■ **Exercise brief**:
In the mailing-list thread on connection refused exceptions, please say why Ian Maxon chose not to use ZooKeeper.

Re: The solution to the sporadic connection refused exceptions

Till Westmann Fri, 28 Aug 2015 23:01:42 -0700

Continuing this discussion on https://asterix-gerrit.ics.uci.edu/#/c/365 
<https://asterix-gerrit.ics.uci.edu/#/c/365> (which gets mirrored on this list 
anyway).


Cheers,
Till

> On Aug 27, 2015, at 11:52 PM, Ian Maxon <[email protected]> wrote:
> 
>> And Managix uses Zookeeper to mange its information, but YARN doesn’t.
> 
> To put some background into this, I only chose to eschew use of ZK
> because it isn't a requirement in a YARN 2.2.0 cluster, and I could do
> what I needed via HDFS and some polling on the CC. I'm not opposed to
> integrating it further though (and making the YARN client take use of
> that).
> 
> - Ian
> 
> On Thu, Aug 27, 2015 at 7:58 PM, Till Westmann <[email protected]> wrote:
>> I’m not really deep into this topic, but I’d like to understand a little 
>> better.
>> 
>> As I understand it, we currently have 2 ways to deploy/manage AsterixDB: a) 
>> using Managix and b) using YARN.
>> And Managix uses Zookeeper to mange its information, but YARN doesn’t.
>> Also, neither the Asterix CC or NC depend on the existence of Zookeeper.
>> 
>> Is this correct so far?
>> 
>> Now we are trying to find a way to ensure that an AsterixDB client can 
>> reliably know if the cluster is up or down.
>> 
>> My first assumption for the properties that the solution to this problem 
>> would have is:
>> 1) The knowledge if the cluster is up or down is available in the CC (as it 
>> controls the cluster).

■ **Material provided**:
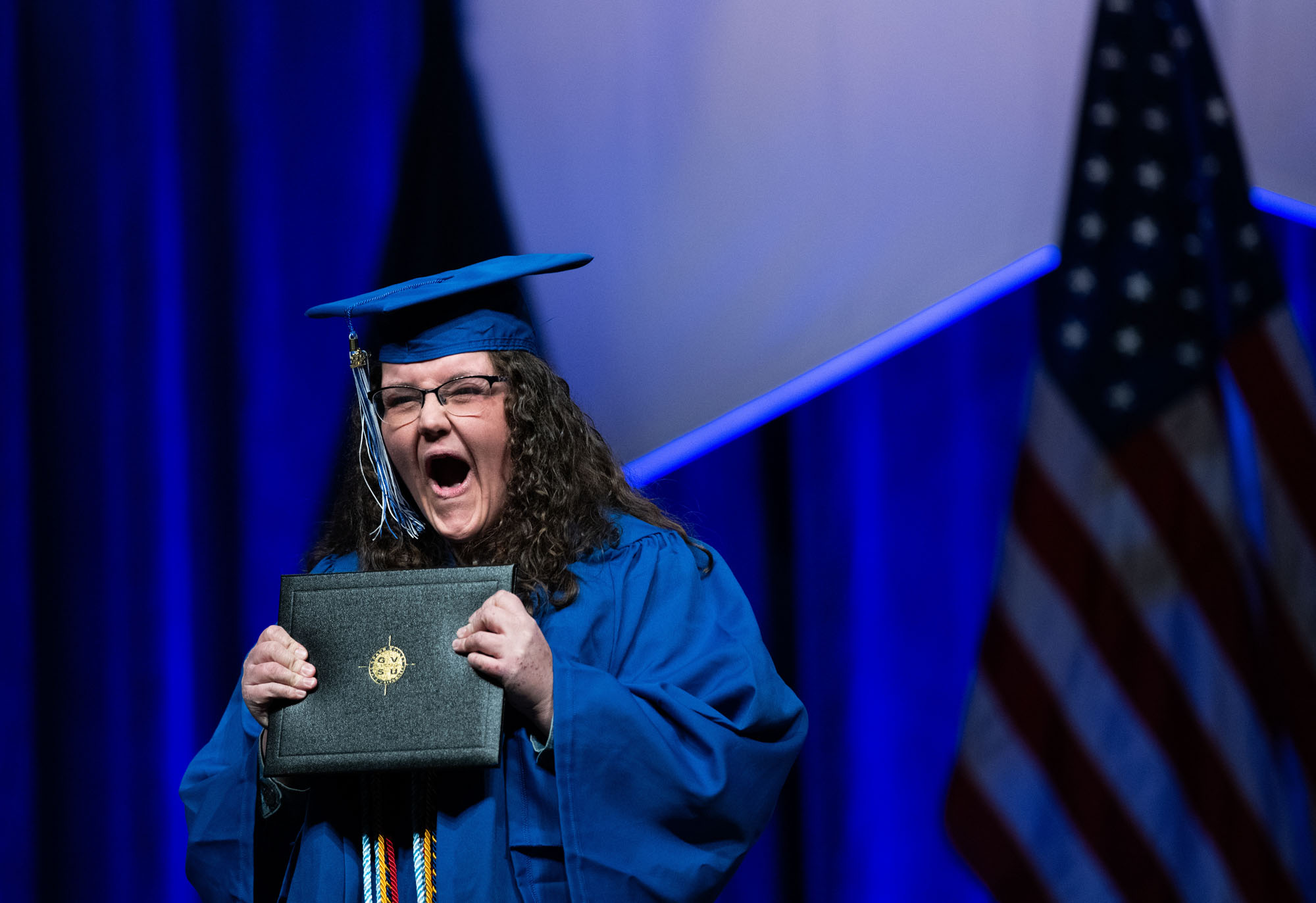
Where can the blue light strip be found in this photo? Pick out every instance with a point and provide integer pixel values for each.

■ **Complete answer**:
ZooKeeper isn't a requirement in a YARN 2.2.0 cluster, and what was needed could be done through HDFS and some polling on the CC.